◆ **WHAT IS REQUIRED**
Locate every line in the records below that contains the string "branch", and copy each of those lines. Only case-sensitive matches count.

[Point annotation records]
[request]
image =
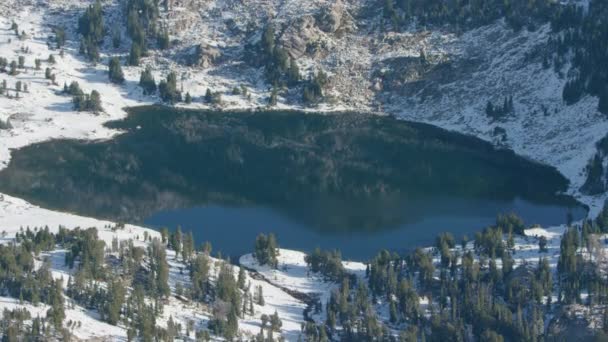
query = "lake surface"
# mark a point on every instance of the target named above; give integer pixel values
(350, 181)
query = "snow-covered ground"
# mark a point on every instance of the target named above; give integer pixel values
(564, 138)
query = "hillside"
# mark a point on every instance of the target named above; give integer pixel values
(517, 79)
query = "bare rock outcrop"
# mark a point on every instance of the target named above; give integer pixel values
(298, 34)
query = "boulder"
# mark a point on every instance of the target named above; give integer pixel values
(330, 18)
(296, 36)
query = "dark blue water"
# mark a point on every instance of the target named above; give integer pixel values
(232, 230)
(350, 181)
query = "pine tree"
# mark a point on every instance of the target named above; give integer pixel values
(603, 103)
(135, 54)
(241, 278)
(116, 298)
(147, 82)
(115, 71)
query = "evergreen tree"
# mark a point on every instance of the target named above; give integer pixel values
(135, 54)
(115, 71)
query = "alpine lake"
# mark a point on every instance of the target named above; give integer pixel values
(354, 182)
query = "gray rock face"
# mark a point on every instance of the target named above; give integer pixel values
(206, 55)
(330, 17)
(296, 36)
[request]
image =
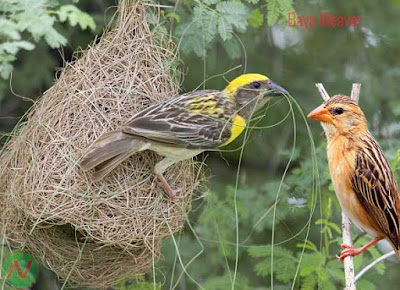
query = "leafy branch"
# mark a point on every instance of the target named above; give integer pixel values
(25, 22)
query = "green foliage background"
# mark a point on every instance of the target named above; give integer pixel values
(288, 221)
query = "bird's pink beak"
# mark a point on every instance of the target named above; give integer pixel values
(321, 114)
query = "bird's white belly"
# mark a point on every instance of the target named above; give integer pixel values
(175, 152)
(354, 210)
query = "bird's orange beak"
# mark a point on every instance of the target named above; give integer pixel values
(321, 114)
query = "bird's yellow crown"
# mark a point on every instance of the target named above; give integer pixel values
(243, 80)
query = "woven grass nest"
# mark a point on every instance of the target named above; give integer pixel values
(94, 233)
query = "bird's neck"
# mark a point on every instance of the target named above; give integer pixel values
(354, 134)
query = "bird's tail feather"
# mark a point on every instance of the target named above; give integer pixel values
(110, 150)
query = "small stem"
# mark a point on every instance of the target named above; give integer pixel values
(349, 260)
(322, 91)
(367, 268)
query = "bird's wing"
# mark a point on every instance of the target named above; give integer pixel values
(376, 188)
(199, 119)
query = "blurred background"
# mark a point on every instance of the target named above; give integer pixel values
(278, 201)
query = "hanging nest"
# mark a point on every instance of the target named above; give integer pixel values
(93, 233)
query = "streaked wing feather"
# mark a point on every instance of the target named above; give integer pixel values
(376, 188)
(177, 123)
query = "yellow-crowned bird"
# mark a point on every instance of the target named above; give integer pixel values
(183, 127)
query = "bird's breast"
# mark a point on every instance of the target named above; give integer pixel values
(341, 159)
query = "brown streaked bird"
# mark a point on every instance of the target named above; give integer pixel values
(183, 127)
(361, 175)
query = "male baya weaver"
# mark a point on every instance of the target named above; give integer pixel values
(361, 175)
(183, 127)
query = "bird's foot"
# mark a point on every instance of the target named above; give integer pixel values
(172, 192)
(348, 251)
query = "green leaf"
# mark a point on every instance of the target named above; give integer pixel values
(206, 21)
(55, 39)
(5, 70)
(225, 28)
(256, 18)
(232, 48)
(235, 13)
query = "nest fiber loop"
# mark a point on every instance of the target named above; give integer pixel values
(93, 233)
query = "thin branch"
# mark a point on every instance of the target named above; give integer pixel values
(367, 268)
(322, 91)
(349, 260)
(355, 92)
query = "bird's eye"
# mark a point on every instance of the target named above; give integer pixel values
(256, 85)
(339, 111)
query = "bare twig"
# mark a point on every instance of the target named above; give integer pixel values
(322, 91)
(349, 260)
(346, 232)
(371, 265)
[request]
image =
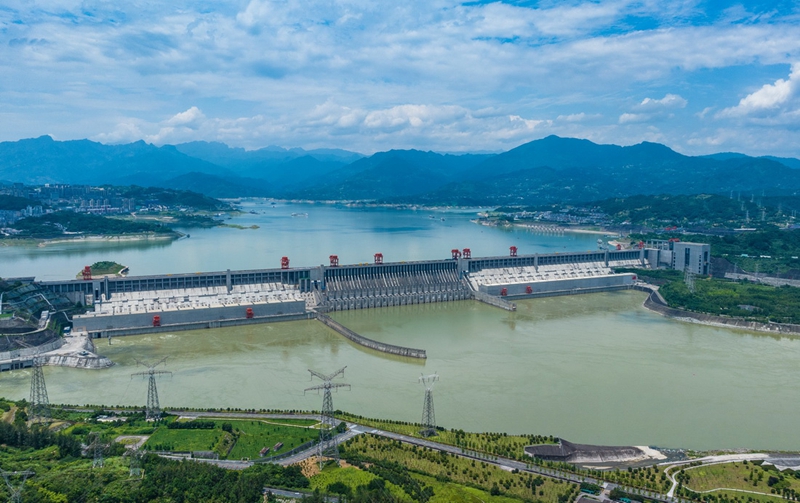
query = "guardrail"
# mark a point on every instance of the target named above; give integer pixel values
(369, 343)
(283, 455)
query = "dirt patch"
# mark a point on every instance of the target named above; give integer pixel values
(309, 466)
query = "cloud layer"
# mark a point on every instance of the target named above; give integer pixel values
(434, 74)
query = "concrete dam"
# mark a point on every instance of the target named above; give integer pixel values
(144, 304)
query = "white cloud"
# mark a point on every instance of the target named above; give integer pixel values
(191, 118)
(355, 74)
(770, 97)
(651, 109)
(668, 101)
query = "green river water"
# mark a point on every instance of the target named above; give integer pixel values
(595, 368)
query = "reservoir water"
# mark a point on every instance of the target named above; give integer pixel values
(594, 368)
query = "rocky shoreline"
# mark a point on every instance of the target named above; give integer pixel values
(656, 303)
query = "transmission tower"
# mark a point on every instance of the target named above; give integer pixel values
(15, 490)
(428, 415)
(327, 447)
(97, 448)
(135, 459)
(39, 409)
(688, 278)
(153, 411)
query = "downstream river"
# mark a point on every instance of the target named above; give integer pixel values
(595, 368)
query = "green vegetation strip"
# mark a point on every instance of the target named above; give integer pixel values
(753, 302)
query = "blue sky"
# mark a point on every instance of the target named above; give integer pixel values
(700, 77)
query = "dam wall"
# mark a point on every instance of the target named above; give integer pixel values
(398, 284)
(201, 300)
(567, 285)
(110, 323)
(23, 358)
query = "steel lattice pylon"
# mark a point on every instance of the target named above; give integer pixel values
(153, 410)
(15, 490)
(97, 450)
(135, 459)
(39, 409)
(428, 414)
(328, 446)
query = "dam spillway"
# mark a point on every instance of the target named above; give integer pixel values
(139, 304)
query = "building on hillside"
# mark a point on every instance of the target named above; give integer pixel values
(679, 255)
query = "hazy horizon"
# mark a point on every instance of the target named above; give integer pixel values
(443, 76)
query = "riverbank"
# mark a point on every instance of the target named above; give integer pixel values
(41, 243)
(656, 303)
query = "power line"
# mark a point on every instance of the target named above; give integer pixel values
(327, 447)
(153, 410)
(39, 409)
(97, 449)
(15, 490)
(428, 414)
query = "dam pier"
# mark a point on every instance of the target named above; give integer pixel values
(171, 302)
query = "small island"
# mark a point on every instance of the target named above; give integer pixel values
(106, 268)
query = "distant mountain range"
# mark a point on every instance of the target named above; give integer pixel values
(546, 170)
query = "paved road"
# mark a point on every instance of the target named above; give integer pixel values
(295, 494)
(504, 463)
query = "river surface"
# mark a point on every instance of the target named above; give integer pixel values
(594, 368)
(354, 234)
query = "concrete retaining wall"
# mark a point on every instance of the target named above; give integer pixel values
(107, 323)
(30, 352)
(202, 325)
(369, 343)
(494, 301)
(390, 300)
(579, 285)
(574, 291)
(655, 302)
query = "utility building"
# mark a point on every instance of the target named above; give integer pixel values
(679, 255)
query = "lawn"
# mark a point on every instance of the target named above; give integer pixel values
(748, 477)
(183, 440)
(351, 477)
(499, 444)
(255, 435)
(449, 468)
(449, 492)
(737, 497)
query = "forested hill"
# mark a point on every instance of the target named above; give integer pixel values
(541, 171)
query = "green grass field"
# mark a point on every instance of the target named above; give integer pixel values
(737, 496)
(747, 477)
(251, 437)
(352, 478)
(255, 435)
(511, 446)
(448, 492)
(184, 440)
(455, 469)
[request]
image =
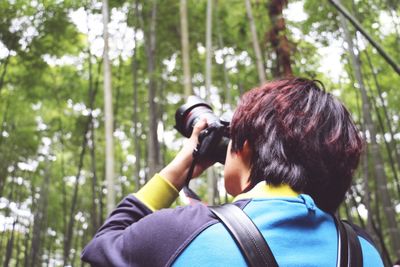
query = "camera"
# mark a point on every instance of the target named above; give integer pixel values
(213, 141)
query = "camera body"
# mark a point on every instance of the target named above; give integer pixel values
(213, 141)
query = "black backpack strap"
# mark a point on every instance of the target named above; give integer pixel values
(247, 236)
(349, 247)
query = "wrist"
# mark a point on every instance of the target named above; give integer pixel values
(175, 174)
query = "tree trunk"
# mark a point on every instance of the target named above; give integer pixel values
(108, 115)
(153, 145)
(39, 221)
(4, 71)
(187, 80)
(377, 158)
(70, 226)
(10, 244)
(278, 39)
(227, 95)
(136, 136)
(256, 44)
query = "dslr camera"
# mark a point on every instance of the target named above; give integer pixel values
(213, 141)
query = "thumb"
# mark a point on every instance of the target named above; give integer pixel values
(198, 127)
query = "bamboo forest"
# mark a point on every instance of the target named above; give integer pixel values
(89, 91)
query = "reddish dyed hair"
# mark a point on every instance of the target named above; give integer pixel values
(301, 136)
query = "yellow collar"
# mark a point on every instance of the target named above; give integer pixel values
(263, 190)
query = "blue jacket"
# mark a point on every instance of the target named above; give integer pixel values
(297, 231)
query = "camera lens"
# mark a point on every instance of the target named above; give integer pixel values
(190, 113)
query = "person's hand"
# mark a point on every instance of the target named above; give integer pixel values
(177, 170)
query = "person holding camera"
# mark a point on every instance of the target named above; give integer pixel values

◆ **SOLUTION**
query = "leafy branch"
query = "thin branch"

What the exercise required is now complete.